[Begin Excerpted passage]
By Katie Fallon
katiefallon@reporternewspapers.net

The Community Action Center (CAC) will host its 5th Annual Vintage Affair on Sept. 29, a Roaring 20’s-themed party that will be held this year in historic Glenridge Hall. The private home and special events venue is owned by Sandy Springs resident Joey Mayson and was built in the 1920’s.

This event, which has become the organization’s yearly flagship fundraiser, will also highlight the yearlong celebration of the CAC’s 100th anniversary.

The CAC is a nonprofit organization that works to prevent homelessness and provide assistance to needy families in Sandy Springs and Dunwoody. Located on Hightower Trail, the facility offers financial assistance as well as donations of food, clothing, school supplies and other basic family needs.

Tickets to Vintage Affair, which will be held from 6 to 10 p.m., are $150 per person or $250 per couple. $75 of the ticket price is tax deductible. Tickets can be purchased through the Phoenix and Dragon Bookstore, 5531 Roswell Road, or by ordering online at www.vintageaffair.org.

Event chairwoman Elizabeth Igleheart said organizers are hoping for 150 partygoers as space is limited. Attendees, however, will have no shortage of entertainment. The evening will include a sit-down dinner catered by local restaurants that have donated their food and wine. In addition, Vintage Affair will include both a silent and live auction, with items including a week at the Westin Club Regina in Cabo San Lucas, a Hummer limo for an evening, a beer tasting and hors d’oeuvre for 24 from 5 Seasons Brewing Company, a KitchenAid wine refrigerator and the use of a condo in Quito, Ecuador for 10 to 14 days.

A raffle will also include a first prize of two round-trip, first-class, tickets to Honolulu, Hawaii, six nights in a Waikiki hotel and a convertible rental car on the island of Oahu. The runner-up prize includes four AirTran coach tickets to anywhere in the continental United States. Raffle tickets are $25 each or $100 for five and each includes two chances to win. They can be purchased in advance at the Phoenix and Dragon Bookstore or by calling the CAC at 770-552-4889.

With the available number of tickets and the revenue from the auctions and raffle, Igleheart said the fundraising goal for the event is $75,000. That goal, as well as the event, has grown since the first Vintage Affair five years ago. She said the format of the evening has changed to accommodate a special portion of the event that will be dedicated to celebrating the CAC’s 20th anniversary.

“There are some really cool things this year and it’s a little more special,” Igleheart said. “There has always been wine tasting and a dinner buffet, but this year, we’ll do it as a sit down to watch an anniversary video for the CAC.”
[End Excerpted passage]
**Work required**
Update the Vintage Affair article from "The Community Action" down to "basic family needs.", replacing "nonprofit organization" with "charity".
[Begin Recorded data]
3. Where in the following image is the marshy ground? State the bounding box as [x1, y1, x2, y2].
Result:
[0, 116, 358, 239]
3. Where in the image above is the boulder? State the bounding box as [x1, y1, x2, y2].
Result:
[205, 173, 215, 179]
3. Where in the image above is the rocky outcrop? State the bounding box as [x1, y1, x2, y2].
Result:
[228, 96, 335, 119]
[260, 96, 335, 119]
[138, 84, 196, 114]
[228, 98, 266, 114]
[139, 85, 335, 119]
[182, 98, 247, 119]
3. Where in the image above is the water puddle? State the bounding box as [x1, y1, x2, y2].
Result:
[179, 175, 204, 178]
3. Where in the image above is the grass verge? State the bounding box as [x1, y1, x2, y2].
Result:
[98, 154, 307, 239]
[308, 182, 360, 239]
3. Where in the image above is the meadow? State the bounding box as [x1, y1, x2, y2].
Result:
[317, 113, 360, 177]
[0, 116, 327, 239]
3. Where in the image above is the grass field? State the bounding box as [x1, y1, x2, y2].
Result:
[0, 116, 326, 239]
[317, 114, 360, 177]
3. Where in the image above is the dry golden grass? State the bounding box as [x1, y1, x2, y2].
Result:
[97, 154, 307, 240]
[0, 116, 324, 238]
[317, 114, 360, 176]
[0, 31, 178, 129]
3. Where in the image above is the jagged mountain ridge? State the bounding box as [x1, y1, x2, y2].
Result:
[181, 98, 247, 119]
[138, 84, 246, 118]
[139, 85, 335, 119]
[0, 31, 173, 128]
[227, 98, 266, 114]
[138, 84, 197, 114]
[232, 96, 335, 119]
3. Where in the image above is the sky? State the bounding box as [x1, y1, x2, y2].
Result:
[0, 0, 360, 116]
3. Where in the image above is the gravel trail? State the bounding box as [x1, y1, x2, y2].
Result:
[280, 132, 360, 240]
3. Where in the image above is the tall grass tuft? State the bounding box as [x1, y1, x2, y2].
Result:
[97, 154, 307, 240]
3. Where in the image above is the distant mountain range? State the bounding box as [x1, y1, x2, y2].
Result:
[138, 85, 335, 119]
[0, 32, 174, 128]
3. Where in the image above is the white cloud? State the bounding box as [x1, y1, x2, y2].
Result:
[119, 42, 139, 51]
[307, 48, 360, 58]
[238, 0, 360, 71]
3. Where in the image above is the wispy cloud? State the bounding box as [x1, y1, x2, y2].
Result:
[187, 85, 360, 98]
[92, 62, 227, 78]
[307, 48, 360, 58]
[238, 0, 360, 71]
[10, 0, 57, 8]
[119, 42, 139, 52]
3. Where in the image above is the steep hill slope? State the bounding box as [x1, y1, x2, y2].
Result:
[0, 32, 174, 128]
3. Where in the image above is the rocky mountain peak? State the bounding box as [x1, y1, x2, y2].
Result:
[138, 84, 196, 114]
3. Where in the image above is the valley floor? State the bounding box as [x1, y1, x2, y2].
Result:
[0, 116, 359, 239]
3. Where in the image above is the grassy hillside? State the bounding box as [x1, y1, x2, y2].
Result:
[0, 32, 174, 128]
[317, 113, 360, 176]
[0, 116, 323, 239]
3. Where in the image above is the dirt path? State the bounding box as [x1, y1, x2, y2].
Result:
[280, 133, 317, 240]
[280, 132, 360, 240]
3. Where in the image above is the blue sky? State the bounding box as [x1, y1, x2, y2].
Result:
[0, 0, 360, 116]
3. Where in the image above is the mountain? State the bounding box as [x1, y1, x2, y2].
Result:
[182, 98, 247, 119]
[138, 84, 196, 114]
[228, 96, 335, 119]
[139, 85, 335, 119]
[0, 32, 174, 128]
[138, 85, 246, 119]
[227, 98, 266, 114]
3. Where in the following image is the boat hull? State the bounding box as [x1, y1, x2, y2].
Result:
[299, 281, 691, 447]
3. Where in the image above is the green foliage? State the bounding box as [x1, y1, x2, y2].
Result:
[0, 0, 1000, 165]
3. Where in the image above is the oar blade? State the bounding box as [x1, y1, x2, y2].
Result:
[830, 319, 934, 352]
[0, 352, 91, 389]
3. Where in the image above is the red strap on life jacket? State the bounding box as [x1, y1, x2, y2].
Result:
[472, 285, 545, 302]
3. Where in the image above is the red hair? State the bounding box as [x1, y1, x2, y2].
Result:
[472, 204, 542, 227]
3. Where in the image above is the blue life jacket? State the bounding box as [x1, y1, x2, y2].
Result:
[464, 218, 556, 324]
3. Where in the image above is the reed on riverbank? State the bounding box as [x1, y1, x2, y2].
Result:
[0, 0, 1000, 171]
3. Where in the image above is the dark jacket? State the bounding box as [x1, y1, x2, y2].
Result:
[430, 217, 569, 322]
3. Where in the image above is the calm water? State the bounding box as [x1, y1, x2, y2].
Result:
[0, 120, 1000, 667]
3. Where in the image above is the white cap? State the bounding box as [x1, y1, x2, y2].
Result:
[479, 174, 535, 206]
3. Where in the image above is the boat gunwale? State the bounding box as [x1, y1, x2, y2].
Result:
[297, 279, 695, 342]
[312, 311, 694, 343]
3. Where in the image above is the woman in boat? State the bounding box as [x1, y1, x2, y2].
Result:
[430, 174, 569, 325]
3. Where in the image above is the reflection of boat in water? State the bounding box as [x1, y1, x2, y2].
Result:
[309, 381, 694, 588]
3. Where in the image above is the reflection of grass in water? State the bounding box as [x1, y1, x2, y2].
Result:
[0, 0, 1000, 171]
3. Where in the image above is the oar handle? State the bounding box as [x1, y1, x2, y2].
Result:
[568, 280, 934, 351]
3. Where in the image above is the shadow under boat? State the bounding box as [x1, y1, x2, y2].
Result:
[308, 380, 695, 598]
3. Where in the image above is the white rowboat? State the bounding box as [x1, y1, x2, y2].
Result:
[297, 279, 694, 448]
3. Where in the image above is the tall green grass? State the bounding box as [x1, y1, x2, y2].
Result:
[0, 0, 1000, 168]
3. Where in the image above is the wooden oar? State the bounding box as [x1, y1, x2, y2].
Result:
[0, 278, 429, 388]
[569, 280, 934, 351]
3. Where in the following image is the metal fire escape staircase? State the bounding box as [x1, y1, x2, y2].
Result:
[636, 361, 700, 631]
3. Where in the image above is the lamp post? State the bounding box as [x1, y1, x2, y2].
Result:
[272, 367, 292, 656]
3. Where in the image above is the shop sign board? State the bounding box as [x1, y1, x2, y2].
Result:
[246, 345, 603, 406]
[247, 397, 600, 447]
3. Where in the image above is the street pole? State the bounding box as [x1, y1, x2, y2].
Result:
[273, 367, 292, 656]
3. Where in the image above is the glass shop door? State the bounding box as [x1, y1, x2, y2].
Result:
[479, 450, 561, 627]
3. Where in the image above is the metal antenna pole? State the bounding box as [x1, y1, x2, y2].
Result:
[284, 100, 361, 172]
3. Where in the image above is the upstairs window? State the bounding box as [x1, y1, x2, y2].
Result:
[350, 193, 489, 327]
[End Recorded data]
**Solution**
The Community Action Center (CAC) will host its 5th Annual Vintage Affair on Sept. 29, a Roaring 20’s-themed party that will be held this year in historic Glenridge Hall. The private home and special events venue is owned by Sandy Springs resident Joey Mayson and was built in the 1920’s.

This event, which has become the organization’s yearly flagship fundraiser, will also highlight the yearlong celebration of the CAC’s 100th anniversary.

The CAC is a charity that works to prevent homelessness and provide assistance to needy families in Sandy Springs and Dunwoody. Located on Hightower Trail, the facility offers financial assistance as well as donations of food, clothing, school supplies and other basic family needs.